Task objective: Take the line containing "For the finial" and every line after it to the end of the data, and write them out exactly as they appear.

....................

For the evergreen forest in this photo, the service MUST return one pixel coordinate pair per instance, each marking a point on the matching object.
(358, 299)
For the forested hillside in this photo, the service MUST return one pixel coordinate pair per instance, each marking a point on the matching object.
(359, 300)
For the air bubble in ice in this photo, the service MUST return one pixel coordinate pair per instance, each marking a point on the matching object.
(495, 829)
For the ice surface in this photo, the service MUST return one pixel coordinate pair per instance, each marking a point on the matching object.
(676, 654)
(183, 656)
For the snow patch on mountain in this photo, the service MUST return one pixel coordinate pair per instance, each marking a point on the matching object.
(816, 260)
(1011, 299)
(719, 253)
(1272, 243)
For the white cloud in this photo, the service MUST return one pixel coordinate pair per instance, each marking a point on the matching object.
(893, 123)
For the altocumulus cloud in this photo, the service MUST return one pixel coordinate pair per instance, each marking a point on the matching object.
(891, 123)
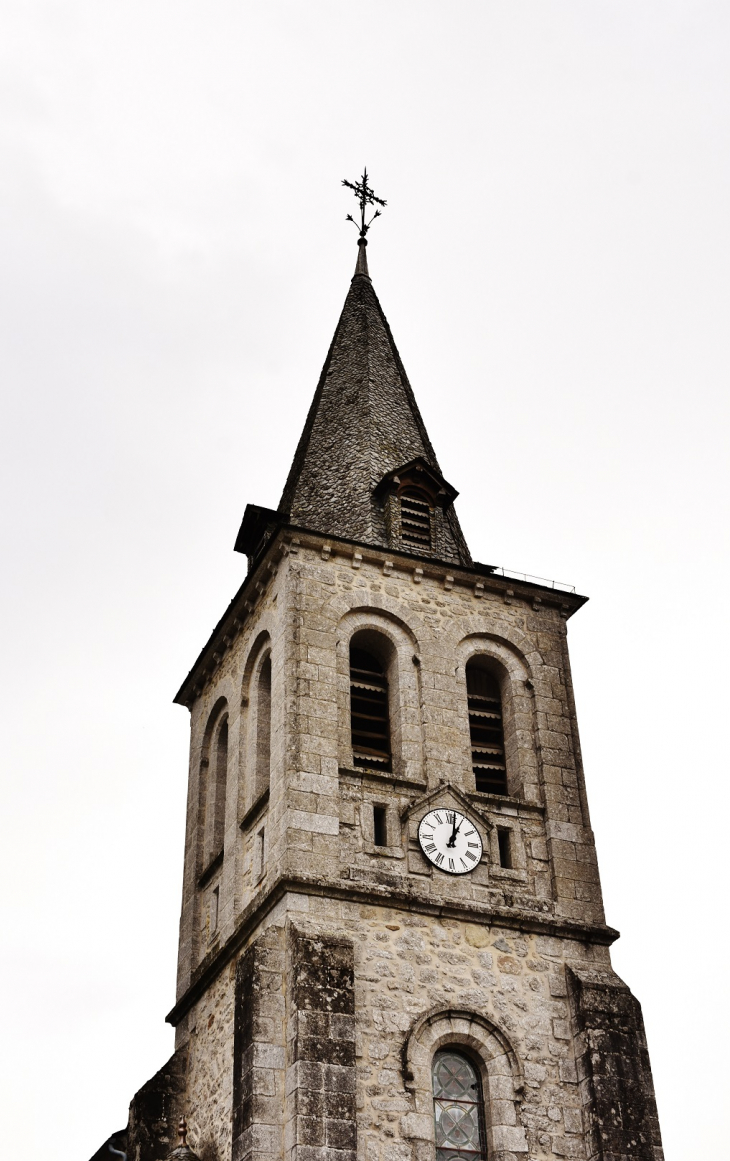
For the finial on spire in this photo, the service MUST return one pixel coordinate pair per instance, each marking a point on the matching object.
(366, 196)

....................

Solution:
For the finial on spire in this photo, the service MUST return one pixel coordinate pair per instance, each marking a point on the matching object.
(366, 196)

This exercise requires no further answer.